-- Start Dataset --
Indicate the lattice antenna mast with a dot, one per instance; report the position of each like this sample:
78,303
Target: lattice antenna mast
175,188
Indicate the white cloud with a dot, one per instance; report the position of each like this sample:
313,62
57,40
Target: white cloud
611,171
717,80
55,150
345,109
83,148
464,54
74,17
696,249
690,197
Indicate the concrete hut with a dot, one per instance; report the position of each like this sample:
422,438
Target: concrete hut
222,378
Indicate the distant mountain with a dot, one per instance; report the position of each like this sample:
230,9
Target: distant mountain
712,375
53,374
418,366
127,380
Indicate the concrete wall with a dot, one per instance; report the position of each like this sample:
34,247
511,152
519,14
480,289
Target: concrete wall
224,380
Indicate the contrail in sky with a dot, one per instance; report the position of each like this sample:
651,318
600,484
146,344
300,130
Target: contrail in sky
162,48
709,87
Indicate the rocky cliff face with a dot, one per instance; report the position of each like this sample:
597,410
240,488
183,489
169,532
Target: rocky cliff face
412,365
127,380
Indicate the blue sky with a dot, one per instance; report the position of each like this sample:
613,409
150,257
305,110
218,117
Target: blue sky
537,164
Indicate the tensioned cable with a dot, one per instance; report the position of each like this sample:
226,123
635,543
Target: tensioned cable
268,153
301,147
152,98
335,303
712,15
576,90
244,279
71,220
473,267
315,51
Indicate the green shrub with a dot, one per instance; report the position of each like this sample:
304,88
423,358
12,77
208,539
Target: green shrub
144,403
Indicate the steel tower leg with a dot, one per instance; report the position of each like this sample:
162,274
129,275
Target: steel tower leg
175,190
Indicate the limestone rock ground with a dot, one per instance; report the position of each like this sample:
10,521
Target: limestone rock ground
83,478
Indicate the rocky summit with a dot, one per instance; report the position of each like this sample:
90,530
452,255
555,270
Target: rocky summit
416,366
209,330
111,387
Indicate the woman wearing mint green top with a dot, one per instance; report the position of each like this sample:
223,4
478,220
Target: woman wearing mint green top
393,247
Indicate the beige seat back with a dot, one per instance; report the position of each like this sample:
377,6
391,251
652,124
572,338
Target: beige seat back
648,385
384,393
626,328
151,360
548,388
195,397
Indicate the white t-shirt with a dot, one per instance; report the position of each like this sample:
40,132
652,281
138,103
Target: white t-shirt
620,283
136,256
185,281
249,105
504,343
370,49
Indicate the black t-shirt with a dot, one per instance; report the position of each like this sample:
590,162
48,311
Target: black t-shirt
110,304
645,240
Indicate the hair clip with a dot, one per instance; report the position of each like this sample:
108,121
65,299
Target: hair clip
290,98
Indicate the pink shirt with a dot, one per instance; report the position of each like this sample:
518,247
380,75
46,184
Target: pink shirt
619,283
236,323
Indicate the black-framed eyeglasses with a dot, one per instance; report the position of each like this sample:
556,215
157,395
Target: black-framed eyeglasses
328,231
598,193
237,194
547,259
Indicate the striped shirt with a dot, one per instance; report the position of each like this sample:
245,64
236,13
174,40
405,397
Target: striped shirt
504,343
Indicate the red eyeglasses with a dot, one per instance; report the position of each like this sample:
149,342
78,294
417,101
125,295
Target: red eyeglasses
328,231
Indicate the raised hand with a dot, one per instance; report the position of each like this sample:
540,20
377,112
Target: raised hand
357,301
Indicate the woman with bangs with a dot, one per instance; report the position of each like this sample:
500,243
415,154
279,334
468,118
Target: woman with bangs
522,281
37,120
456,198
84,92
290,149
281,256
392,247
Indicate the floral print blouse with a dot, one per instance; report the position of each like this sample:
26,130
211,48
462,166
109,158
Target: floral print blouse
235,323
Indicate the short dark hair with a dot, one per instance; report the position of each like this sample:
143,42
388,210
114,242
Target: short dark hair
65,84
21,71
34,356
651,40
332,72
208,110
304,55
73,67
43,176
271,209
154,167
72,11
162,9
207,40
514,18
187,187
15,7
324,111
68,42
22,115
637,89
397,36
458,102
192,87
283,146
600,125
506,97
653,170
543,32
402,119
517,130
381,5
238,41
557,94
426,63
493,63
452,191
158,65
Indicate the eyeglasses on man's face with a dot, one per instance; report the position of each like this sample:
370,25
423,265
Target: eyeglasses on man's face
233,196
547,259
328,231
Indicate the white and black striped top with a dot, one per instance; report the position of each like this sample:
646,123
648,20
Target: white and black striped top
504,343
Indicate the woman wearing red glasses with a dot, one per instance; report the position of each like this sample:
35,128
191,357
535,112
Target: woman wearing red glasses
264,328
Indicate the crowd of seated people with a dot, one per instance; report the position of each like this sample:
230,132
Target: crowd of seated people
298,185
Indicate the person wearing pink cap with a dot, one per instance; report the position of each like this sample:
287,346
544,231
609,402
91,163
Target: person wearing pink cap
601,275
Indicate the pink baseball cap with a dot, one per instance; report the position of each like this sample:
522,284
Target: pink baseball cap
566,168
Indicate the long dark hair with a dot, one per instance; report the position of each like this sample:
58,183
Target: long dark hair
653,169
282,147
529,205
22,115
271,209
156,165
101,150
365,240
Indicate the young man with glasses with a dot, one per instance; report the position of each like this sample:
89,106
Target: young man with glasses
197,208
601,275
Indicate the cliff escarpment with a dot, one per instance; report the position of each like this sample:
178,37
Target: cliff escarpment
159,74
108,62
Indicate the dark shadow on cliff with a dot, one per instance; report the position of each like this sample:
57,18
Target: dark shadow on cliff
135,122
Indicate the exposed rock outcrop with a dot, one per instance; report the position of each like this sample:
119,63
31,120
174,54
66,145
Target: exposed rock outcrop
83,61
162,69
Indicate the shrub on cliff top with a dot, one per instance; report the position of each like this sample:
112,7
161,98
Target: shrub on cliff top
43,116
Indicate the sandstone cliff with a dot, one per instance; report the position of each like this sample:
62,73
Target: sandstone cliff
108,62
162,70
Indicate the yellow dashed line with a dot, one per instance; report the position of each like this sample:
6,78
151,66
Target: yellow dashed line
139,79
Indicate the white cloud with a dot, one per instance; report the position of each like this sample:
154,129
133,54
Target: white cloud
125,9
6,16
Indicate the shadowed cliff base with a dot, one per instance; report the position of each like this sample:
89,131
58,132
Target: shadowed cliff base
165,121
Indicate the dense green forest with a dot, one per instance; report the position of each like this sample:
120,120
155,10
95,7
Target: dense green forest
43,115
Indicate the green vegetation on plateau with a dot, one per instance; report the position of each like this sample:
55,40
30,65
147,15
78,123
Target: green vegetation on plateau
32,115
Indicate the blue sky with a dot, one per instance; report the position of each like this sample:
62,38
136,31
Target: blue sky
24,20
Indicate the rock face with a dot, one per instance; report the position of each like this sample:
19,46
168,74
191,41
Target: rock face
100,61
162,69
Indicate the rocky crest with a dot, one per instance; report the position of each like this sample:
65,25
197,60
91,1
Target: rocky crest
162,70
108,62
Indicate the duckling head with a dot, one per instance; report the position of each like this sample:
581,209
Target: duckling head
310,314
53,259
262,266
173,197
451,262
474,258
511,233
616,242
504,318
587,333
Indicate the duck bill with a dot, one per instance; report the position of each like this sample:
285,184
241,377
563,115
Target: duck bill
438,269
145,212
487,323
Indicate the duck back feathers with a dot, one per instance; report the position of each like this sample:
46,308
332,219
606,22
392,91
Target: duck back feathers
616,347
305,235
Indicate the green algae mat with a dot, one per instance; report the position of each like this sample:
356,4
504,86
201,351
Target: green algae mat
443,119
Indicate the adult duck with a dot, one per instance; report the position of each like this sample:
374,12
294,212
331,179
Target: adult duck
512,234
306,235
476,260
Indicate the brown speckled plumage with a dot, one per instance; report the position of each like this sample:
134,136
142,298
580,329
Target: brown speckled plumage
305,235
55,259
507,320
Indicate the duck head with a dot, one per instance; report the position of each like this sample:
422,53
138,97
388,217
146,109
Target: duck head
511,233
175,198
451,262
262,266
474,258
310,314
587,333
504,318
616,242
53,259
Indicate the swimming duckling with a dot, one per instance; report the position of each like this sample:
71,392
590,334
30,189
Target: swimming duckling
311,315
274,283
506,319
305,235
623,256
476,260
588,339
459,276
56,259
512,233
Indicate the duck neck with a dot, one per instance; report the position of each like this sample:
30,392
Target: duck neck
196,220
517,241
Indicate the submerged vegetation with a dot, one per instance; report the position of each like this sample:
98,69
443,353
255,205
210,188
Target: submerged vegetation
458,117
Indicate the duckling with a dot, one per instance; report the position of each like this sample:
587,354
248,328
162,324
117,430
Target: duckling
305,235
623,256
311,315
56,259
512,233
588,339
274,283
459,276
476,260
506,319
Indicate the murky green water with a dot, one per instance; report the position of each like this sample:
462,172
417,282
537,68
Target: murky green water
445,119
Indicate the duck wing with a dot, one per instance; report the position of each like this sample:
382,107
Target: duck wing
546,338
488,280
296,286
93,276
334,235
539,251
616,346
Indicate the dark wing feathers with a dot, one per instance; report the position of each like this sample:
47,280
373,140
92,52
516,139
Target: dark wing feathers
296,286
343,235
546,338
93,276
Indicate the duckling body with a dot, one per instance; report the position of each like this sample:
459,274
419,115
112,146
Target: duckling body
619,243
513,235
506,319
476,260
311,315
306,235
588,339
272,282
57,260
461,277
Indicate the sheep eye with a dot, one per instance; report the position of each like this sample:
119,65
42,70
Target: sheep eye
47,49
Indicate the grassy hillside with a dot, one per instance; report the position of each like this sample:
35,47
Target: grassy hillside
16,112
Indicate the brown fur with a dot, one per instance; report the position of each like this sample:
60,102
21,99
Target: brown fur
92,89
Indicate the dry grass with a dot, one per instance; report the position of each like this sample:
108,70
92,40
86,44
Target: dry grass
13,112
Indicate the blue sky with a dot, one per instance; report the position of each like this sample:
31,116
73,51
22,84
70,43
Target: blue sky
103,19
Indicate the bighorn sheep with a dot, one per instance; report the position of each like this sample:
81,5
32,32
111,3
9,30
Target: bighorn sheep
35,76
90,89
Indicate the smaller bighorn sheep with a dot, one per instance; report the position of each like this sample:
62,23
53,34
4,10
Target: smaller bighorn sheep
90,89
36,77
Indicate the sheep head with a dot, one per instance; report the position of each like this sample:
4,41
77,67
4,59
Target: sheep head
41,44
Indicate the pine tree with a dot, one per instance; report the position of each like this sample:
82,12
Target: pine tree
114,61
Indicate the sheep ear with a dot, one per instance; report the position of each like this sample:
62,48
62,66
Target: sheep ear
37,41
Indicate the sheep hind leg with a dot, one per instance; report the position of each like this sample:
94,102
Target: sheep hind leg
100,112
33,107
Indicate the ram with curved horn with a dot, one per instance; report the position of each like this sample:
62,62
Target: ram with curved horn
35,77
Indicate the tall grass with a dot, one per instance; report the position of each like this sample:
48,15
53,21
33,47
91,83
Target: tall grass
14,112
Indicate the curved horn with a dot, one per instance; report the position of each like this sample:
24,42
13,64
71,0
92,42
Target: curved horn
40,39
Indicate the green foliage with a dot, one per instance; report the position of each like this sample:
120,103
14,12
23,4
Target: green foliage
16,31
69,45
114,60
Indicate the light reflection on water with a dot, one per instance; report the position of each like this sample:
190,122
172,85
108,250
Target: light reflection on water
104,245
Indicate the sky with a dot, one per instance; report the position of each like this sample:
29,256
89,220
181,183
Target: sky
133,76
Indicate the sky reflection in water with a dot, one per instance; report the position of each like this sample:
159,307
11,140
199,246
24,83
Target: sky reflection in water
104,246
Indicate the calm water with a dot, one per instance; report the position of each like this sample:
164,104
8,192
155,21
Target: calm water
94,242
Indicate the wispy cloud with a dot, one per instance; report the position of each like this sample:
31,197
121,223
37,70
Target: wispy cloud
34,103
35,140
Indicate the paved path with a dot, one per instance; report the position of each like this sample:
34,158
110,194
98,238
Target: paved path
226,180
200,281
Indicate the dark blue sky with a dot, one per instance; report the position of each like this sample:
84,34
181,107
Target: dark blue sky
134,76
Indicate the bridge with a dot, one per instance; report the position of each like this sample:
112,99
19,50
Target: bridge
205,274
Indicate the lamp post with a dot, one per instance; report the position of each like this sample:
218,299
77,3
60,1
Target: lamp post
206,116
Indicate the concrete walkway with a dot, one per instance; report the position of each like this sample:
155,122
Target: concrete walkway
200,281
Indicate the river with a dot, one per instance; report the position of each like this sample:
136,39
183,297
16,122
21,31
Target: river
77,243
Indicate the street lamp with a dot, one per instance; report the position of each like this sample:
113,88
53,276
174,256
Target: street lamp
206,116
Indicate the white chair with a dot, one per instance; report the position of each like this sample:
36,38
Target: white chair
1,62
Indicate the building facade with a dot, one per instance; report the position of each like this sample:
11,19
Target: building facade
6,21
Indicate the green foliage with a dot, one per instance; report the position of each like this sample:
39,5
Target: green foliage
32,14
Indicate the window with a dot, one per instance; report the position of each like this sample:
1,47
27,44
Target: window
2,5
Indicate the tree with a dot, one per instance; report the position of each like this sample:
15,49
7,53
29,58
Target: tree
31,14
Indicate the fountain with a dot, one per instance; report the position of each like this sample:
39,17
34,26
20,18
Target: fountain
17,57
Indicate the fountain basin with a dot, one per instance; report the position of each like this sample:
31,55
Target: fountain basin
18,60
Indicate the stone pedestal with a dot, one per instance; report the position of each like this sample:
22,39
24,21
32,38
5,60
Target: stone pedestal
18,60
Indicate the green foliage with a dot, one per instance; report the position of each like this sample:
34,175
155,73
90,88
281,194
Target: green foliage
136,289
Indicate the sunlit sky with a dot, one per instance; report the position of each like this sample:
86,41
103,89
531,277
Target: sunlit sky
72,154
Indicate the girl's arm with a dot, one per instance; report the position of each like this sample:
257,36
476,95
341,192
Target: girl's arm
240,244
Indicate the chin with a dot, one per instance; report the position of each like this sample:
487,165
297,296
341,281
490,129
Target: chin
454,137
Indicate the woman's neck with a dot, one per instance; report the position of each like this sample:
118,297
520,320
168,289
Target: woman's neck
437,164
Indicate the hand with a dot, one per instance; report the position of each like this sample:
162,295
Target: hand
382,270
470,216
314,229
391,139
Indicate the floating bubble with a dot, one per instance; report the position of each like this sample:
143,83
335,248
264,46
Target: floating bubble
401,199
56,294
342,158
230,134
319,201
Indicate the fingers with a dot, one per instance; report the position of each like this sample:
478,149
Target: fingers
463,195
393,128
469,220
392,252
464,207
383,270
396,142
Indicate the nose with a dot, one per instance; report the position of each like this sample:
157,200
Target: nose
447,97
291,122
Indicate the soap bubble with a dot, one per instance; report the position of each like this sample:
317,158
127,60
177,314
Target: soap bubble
-- End Dataset --
**What you have to do**
Copy out exactly the lines from the line with "Indicate the hand" to the end of the listing, including both of those lines, and give nothing else.

**Response to the task**
Indicate the hand with a dot, one per instance; report the position of each like this sample:
162,295
Target: hand
382,270
470,216
314,229
391,139
Indicate the floating bubble with a dot, one per instance; report the position of each like this sample:
143,83
335,248
264,46
Target: floating bubble
401,199
56,294
342,158
230,134
319,201
Indicate the fingers with a dot, one per instance; report the position of each like this sample:
478,149
Target: fingers
463,195
393,128
469,220
392,252
464,207
383,270
396,142
Indicate the nose with a dot, one per instance; report the position of each like this sample:
157,200
Target: nose
447,97
291,122
Indicate the soap bubble with a dot, one per instance; report the position of each like this sample:
317,158
127,60
177,314
Target: soap bubble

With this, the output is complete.